**WHAT TO DO:**
(1) From the introduction to the idiotypic network theory interviews, list each question that appears, worded as in that introduction.
(2) Shorten the paragraph beginning "This chapter contains a collection of interviews" from the introduction to the idiotypic network theory interviews, keeping its main facts.
(3) Resume the introduction to the idiotypic network theory interviews from the point where it stops.

**DOCUMENT EXCERPT:**
————
This chapter contains a collection of interviews with immunologist colleagues who have, like myself, been involved in or exposed to the idiotypic network theory (INT) during a significant part of their active scientific career. Some of the key individuals in idiotype research have passed away, but those still living have been approached and many of them agreed to participate. In order to maintain a comparable structure, interviewees were sent a list of 15 questions well before the interview:
  1. Q1.

    What was your attitude to the INT in the beginning, say 1975–78?

  2. Q2.

    Have you been involved in idiotypic research prior to INT? If yes, what particular aspect?

  3. Q3.

    Did you get involved in idiotypic research as a result of INT? If yes, what particular aspect?

  4. Q4.

    Did you reject INT then? If yes, why?

  5. Q5.

    What are your views now about the former controversy about the Ig/non-Ig nature of the TCR?

  6. Q6.

    What do you think now about the former research on suppressor T cells?

  7. Q7.

    What about the inducer/transducer/effector concepts on helper/suppressor T cell circuits?
————
**Saved data entries:**
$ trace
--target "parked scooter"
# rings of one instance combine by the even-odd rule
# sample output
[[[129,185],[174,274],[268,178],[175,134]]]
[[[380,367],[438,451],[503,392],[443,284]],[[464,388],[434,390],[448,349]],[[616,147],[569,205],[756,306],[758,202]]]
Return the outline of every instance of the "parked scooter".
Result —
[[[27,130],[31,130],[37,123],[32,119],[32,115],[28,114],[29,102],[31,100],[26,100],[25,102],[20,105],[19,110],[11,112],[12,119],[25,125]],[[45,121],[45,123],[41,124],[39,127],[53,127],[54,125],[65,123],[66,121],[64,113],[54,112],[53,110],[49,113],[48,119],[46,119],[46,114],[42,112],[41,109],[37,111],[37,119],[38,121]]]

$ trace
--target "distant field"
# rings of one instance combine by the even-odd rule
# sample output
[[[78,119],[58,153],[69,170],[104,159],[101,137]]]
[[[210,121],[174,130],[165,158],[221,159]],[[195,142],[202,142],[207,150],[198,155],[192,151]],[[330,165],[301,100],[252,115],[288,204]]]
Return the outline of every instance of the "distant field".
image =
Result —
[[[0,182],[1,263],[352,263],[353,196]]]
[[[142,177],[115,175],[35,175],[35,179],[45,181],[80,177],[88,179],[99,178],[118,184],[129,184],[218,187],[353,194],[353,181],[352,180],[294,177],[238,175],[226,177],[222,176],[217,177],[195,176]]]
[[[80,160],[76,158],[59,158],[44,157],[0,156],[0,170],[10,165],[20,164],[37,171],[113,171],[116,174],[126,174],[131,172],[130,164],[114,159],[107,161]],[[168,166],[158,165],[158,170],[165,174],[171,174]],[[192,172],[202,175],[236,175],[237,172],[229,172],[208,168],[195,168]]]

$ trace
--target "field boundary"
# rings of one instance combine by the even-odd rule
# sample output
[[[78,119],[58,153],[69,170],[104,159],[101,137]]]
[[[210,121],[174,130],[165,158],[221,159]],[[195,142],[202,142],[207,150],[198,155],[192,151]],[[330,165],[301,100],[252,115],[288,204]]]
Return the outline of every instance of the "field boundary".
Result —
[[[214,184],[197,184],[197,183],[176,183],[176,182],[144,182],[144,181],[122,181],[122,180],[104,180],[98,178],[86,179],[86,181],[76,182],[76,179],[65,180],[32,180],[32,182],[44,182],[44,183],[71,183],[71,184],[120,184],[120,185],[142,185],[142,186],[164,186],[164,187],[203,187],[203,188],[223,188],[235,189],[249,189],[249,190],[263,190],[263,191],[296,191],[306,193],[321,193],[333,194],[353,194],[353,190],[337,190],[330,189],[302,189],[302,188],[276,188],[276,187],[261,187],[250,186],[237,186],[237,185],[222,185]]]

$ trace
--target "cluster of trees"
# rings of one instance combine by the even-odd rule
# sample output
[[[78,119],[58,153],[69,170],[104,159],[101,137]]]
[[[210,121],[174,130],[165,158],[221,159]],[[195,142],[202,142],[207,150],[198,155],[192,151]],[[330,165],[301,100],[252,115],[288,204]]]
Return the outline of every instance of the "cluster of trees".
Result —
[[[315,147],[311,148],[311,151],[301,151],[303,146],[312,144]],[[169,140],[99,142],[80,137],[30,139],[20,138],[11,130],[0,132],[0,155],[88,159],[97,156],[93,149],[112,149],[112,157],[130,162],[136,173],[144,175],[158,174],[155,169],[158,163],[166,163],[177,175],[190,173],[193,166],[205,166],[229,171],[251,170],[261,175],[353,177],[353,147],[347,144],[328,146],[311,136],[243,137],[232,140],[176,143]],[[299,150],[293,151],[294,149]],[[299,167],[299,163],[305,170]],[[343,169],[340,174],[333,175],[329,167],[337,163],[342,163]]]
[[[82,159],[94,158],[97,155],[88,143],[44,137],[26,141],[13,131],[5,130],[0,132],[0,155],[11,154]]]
————
**RESULTS IN ORDER:**
(1)
1. What was your attitude to the INT in the beginning, say 1975–78?
2. Have you been involved in idiotypic research prior to INT? If yes, what particular aspect?
3. Did you get involved in idiotypic research as a result of INT? If yes, what particular aspect?
4. Did you reject INT then? If yes, why?
5. What are your views now about the former controversy about the Ig/non-Ig nature of the TCR?
6. What do you think now about the former research on suppressor T cells?
7. What about the inducer/transducer/effector concepts on helper/suppressor T cell circuits?

(2) The chapter gathers interviews with immunologists who, like the author, worked with or encountered the idiotypic network theory (INT) for much of their careers. Some key idiotype researchers have died, but living ones were contacted, and many agreed to take part. To keep the interviews comparable, each interviewee received the same 15 questions well in advance.

(3)
  8. Q8.

    What do you think about the former results on soluble helper and suppressor factors?

  9. Q9.

    Do you think INT had a stimulating/inhibitory influence in immunological research?

  10. Q10.

    Do you think that some of the research on INT was useful or a waste of time?

  11. Q11.

    Do you think that there was a difference in acceptance of INT in Europe vs. US?

  12. Q12.

    Why do you think the INT disappeared from mainstream immunology?

  13. Q13.

    What do you think now, do you think the INT was correct, wrong, or to some extent correct?

  14. Q14.

    What were the paradigms in immunology that superseded INT?

  15. Q15.

    There are still attempts at idiotypic approaches in clinical research, i.e. autoimmunity, cancer, vaccines.What are your views?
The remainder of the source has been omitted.